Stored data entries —

• • •

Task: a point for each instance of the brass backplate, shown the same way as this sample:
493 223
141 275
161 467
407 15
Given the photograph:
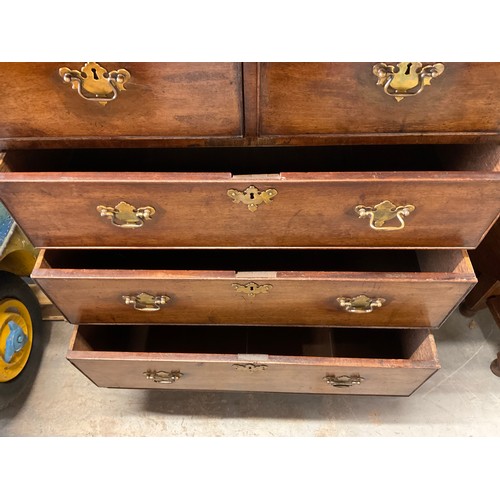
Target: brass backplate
126 215
409 79
384 212
252 289
252 197
360 304
343 380
95 83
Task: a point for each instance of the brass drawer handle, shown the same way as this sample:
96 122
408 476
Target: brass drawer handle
408 80
252 289
126 215
146 302
162 377
383 212
343 380
252 196
95 83
250 367
361 304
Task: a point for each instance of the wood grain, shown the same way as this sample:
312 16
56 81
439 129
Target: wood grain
299 99
291 373
59 210
413 299
164 100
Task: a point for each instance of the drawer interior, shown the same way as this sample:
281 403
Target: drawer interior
239 260
255 341
260 160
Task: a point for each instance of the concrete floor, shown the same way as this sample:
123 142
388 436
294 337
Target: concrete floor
461 399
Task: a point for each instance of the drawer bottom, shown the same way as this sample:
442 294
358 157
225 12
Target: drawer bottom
265 359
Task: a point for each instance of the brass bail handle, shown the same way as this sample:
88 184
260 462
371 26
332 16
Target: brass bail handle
384 212
163 377
125 215
408 80
95 83
343 380
252 196
361 304
146 302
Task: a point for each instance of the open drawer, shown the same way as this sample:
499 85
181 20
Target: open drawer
297 360
397 288
343 197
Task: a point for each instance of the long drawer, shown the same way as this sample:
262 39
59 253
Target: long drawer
281 287
156 100
314 100
202 207
296 360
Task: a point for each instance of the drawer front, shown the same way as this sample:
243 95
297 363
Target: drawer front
383 299
262 373
344 98
159 100
426 210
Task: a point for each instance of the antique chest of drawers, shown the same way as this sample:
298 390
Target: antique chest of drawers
253 227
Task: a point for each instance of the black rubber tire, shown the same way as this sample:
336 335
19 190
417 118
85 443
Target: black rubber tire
12 286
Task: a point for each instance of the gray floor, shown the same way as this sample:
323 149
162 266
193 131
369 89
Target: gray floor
462 399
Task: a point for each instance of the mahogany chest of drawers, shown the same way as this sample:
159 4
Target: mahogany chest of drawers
253 227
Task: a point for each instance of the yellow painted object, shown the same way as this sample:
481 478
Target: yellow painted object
14 313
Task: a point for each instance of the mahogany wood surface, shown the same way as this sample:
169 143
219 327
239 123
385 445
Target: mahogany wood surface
486 261
298 297
299 99
231 104
161 100
310 210
284 373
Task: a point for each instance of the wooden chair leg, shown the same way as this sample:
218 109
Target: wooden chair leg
494 307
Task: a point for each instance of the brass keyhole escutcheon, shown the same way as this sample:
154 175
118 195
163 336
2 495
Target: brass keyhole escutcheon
409 79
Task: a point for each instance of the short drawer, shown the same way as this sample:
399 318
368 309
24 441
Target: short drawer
308 287
296 360
159 100
316 205
314 100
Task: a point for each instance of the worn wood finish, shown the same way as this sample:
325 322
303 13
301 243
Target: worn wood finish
299 297
324 99
161 100
453 209
486 261
296 373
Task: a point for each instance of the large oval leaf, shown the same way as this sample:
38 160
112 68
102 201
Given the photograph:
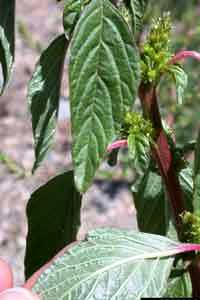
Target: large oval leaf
111 264
44 94
103 82
53 213
7 39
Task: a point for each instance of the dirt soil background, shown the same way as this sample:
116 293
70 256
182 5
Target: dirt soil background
107 203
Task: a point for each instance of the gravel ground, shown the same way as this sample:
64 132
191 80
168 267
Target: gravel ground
105 204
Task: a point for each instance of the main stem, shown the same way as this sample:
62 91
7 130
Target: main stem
163 156
161 151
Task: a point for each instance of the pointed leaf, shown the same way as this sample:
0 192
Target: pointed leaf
111 264
71 13
103 83
7 40
53 213
43 96
152 205
196 191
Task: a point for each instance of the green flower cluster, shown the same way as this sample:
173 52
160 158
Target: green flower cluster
136 125
139 134
190 227
156 51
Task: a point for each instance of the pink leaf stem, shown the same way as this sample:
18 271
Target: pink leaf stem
188 248
117 144
182 55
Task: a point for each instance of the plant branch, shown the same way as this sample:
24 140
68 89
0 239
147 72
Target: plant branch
162 153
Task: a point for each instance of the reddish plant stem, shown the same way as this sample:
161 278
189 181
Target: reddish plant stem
161 152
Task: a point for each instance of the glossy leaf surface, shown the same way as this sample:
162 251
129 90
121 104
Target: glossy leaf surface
43 96
7 40
53 213
103 74
111 264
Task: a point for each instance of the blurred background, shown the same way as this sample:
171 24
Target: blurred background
109 201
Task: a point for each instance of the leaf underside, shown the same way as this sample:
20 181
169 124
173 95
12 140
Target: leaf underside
53 214
7 40
43 96
110 264
104 77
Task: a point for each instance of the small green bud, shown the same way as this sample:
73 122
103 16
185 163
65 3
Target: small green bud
190 227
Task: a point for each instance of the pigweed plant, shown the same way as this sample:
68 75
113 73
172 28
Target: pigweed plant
108 70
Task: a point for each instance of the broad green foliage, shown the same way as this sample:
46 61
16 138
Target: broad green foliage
43 96
111 264
71 14
103 74
7 35
196 192
53 213
180 79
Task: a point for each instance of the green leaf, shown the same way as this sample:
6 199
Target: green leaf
111 264
7 40
180 79
179 286
196 191
71 13
137 9
151 205
44 94
53 213
139 148
104 78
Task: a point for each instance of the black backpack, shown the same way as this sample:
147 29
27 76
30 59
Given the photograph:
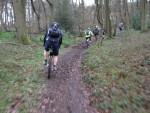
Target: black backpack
96 31
54 32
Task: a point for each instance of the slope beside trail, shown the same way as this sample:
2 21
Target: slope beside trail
66 93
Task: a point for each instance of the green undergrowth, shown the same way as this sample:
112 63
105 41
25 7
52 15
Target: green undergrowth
21 72
118 74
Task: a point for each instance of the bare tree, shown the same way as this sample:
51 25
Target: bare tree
143 15
108 26
20 21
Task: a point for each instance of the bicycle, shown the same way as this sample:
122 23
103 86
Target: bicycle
50 70
88 42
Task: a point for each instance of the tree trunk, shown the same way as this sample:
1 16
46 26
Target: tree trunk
20 21
143 15
108 26
126 14
99 10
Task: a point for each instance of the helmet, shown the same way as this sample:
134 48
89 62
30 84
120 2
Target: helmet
96 26
54 25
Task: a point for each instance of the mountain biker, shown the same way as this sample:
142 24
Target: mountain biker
96 32
88 34
121 26
53 41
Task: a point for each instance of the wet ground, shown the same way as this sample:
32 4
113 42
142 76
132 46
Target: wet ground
65 92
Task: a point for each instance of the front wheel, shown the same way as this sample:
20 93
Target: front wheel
49 70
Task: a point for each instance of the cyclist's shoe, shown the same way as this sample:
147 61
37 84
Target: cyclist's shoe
46 63
54 67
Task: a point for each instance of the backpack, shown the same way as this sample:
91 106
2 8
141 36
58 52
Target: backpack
96 31
54 32
87 33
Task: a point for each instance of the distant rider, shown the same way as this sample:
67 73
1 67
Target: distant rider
53 41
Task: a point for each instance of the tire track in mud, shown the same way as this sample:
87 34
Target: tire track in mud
65 93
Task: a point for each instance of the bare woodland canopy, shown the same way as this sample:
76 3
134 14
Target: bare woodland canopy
33 16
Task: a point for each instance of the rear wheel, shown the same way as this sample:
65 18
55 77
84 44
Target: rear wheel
49 70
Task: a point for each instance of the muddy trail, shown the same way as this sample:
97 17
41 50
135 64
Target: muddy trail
66 93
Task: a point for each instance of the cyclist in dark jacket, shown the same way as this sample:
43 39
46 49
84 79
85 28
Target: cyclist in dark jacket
53 41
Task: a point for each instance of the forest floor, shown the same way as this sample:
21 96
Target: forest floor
66 93
116 78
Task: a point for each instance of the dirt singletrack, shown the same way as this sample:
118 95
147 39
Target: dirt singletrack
66 93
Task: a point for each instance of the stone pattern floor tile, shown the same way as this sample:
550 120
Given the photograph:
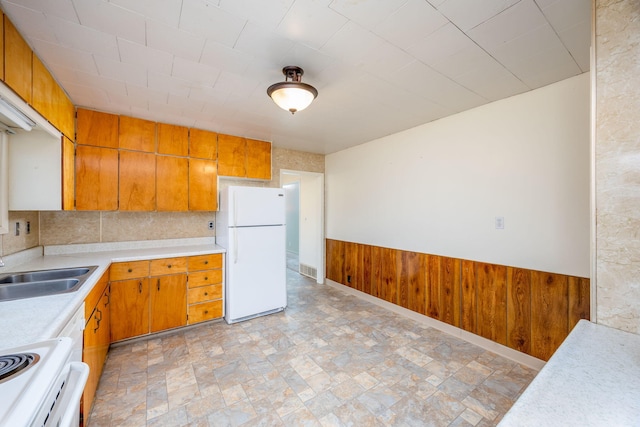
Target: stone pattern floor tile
330 359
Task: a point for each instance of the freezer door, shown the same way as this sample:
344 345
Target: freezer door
250 206
256 271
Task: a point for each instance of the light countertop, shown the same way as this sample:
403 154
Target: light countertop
593 379
31 320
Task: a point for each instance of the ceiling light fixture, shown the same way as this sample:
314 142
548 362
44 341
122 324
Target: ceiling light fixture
292 95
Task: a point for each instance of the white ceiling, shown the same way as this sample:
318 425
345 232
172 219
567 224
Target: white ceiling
380 66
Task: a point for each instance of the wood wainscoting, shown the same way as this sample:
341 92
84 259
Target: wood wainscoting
527 310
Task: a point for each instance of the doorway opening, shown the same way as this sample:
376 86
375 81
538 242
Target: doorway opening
305 222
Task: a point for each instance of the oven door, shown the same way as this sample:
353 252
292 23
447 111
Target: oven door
62 406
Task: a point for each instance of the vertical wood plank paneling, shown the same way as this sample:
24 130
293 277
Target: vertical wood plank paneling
519 309
335 263
388 290
469 315
350 264
363 279
433 300
411 280
549 313
579 303
450 291
492 301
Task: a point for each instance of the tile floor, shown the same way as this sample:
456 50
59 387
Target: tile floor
330 359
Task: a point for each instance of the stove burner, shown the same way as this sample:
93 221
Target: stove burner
12 364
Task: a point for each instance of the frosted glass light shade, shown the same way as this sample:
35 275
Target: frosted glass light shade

• • •

TASK INSTRUCTIONS —
The answer consists of the lines above that include the word "shade", each copied exactly.

ANSWER BOX —
Task: a point for each instance of the frosted glass light shade, shown the same way as this sample:
Target: frosted glass light shade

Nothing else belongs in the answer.